- Aim:
Identify every line in the data that contains the string "reflection" and copy each of those lines. Matching is case-sensitive.

- Raw records:
==================================================

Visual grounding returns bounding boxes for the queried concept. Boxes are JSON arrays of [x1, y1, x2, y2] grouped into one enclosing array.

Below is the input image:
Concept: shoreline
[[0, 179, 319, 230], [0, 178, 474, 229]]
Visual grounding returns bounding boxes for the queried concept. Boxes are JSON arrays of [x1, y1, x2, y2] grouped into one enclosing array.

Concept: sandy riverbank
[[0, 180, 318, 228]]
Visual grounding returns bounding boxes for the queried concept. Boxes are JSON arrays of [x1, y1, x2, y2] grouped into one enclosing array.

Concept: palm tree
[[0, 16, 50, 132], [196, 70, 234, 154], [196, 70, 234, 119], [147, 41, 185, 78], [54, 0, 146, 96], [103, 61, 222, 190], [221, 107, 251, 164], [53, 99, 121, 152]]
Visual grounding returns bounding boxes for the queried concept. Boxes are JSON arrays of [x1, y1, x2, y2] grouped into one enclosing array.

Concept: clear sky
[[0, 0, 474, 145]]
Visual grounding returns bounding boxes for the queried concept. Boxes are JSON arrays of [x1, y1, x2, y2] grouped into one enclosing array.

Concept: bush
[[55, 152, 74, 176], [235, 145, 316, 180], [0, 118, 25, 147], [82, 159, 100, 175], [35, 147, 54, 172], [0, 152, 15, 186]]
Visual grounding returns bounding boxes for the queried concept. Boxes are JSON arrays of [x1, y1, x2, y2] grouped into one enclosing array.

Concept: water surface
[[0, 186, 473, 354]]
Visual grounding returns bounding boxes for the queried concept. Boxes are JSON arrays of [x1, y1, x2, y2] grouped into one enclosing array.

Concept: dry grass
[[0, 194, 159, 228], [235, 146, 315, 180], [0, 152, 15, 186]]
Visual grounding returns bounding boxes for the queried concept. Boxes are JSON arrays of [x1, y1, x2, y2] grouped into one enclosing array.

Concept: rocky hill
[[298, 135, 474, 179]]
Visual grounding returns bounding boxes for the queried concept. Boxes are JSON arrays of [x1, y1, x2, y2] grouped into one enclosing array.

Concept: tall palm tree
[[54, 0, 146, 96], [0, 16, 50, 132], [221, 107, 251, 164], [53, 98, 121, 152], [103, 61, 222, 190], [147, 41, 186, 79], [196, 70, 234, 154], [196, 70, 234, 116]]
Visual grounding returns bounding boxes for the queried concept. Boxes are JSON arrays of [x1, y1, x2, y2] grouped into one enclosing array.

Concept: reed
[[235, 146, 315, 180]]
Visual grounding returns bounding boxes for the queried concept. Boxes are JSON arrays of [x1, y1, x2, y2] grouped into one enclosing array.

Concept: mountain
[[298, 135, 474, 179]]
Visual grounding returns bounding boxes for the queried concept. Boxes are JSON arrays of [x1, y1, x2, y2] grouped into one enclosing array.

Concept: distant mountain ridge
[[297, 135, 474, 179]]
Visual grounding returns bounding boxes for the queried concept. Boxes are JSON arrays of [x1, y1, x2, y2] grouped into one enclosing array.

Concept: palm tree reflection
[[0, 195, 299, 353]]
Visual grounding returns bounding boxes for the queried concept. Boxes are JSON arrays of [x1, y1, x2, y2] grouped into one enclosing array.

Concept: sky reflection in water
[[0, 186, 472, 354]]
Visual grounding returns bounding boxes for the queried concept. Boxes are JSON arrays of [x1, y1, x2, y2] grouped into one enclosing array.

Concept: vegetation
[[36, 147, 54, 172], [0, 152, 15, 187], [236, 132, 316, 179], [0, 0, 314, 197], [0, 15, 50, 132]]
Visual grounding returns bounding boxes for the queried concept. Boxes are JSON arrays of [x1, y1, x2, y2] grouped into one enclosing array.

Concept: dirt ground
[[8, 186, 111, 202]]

==================================================

- Written response:
Concept: palm tree reflection
Concept: sky reflection in water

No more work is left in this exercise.